## Tekst
Reklama

Remis jak zwycięstwo

Motor Lublin w pierwszej połowie meczu z Wisłą miał zdecydowaną przewagę, jednak zdobył tylko jednego gola. Po przerwie nafciarze zdołali doprowadzić do wyrównania i wywieźli z Lublina niezwykle cenny punkt.
Remis jak zwycięstwo
Mecz jeszcze się dobrze nie rozpoczął, a miejscowi objęli prowadzenie. Po doskonałym dośrodkowaniu Pawła Stolarskiego z bliska uderzał Karol Czubak, jednak po jego uderzeniu piłka trafiła w słupek. Doskonałym refleksem popisał się jednak Fabio Ronaldo. Po jego dobitce Rafał Leszczyński nie miał nic do powiedzenia.
Niespełna dziesięć minut później Karol Czubak wykorzystał błąd płockiego bramkarza i umieścił piłkę w siatce. Sędzia uznał jednak, że lubelski napastnik był na spalonym, więc bramka nie została uznana. 
W 27. minucie sędzia uznał, że Andrias Edmundsson we własnym polu karnym odbił piłkę ręką i wskazał na punkt oddalony od bramki o jedenaście metrów. Bartosz Wolski usiłował zaczarować Rafała Leszczyńskiego, ale nasz bramkarz nie dał się zaskoczyć i pewnie złapał piłkę.
Dopiero w końcówce pierwszej połowy Wisła stworzyła sobie pierwszą groźną akcję, jednak strzał Marcina Kamińskiego zablokował jeden z lubelskich defensorów, a dobitka Daniego Pacheco była daleka od ideału.
Trener Mariusz Misiura w przerwie zdecydował się na trzy zmiany. Plac gry opuścili mało widoczni Tomas Ravares, Dani Pacheco i Deni Jurić, a na boisku pojawili się Wiktor Nowak, Ibamn Salvador i Nemanja Mijusković.
Już w pierwszej akcji po przerwie zrobiło się gorąco pod bramką Motoru. Po dośrodkowaniu z prawej strony piłka poleciała na długi słupek gdzie Andrias Edmundsson zgrał głową, a Marcin Kamiński próbował strzelać… piętą. Niestety nieskutecznie.

## Rekordy zbioru danych
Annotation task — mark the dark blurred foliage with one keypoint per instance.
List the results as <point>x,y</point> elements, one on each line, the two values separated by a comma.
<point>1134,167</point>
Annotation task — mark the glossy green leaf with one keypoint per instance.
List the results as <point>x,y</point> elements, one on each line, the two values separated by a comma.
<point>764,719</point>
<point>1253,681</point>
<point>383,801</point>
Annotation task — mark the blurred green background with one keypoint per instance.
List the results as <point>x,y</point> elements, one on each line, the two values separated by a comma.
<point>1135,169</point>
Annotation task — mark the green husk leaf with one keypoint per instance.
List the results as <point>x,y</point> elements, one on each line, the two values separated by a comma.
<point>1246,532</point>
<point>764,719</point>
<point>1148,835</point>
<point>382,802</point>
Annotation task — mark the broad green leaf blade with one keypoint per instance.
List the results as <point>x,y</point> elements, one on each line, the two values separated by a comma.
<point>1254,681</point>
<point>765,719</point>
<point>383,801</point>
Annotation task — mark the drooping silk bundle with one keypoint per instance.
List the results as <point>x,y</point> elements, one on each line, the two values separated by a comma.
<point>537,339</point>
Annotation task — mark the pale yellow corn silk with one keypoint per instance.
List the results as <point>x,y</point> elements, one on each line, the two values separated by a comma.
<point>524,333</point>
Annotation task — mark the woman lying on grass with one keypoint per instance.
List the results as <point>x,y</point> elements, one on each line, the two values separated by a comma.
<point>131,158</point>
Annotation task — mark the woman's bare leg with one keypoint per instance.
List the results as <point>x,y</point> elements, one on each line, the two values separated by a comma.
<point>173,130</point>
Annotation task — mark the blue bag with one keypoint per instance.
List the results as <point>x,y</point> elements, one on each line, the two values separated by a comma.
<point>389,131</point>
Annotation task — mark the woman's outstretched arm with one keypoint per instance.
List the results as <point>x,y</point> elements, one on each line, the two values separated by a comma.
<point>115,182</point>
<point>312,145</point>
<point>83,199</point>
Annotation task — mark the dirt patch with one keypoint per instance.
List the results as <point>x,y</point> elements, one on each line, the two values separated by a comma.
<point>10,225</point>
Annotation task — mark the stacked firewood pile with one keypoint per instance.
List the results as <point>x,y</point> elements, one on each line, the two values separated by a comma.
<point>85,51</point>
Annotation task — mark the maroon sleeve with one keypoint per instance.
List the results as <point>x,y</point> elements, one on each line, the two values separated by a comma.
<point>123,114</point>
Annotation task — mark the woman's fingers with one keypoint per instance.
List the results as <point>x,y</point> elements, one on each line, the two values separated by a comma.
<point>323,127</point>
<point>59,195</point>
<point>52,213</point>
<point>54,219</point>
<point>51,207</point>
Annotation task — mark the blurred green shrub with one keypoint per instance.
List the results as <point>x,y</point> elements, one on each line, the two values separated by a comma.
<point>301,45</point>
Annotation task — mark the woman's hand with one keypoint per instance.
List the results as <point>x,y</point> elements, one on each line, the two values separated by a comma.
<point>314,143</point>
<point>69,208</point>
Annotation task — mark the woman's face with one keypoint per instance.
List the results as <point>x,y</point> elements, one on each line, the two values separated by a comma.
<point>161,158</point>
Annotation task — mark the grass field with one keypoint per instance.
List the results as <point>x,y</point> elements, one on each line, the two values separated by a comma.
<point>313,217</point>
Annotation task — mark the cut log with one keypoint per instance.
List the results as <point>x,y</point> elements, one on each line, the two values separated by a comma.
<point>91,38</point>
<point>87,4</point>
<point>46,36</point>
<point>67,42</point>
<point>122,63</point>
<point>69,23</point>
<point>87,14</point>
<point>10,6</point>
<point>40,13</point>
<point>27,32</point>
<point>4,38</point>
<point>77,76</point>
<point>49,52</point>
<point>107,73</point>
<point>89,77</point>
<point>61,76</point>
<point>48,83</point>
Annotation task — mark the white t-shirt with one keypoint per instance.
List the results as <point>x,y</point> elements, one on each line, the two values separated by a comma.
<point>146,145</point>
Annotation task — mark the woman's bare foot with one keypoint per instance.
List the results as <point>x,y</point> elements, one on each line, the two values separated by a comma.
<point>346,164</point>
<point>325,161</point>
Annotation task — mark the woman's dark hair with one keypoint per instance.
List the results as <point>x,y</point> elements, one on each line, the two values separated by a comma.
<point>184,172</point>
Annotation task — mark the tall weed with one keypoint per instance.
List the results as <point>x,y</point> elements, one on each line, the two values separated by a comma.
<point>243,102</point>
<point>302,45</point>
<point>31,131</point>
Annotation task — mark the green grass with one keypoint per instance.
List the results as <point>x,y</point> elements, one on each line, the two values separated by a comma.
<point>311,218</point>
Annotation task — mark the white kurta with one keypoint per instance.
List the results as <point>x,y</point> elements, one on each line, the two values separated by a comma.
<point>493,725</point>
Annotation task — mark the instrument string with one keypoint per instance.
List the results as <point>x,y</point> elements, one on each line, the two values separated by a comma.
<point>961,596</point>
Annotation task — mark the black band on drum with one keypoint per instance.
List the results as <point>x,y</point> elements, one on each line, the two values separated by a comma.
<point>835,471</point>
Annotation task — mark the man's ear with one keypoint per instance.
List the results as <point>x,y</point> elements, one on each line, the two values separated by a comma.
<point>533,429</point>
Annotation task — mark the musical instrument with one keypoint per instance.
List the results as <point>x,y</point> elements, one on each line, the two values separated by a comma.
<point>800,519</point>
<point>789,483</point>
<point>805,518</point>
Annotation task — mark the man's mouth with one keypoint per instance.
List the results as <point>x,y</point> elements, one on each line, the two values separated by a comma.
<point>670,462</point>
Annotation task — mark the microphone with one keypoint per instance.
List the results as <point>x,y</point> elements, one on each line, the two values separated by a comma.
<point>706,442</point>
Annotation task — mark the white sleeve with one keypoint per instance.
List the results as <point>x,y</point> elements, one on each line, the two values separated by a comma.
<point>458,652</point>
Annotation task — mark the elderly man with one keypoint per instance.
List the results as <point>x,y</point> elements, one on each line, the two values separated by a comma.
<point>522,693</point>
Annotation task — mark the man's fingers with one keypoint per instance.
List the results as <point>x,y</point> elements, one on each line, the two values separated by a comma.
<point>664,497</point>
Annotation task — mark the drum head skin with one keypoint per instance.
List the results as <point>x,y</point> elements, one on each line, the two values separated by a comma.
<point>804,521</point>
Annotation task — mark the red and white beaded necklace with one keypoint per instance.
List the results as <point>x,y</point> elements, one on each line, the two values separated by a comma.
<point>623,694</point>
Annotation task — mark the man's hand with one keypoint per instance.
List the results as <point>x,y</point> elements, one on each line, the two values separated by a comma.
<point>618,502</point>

## Zestaw zadań
1. Wyodrębnij z relacji meczowej dosłownie fragment od słów „Już w pierwszej” do słów „piętą. Niestety nieskutecznie.”.
2. Wymień wszystkich zawodników, których dotyczyły zmiany przeprowadzone w przerwie według relacji meczowej: zarówno tych, którzy zeszli z boiska, jak i tych, którzy na nie weszli.

## Zestaw odpowiedzi
1.
Już w pierwszej akcji po przerwie zrobiło się gorąco pod bramką Motoru. Po dośrodkowaniu z prawej strony piłka poleciała na długi słupek gdzie Andrias Edmundsson zgrał głową, a Marcin Kamiński próbował strzelać… piętą. Niestety nieskutecznie.

2.
Zeszli z boiska: Tomas Ravares, Dani Pacheco, Deni Jurić.
Weszli na boisko: Wiktor Nowak, Ibamn Salvador, Nemanja Mijusković.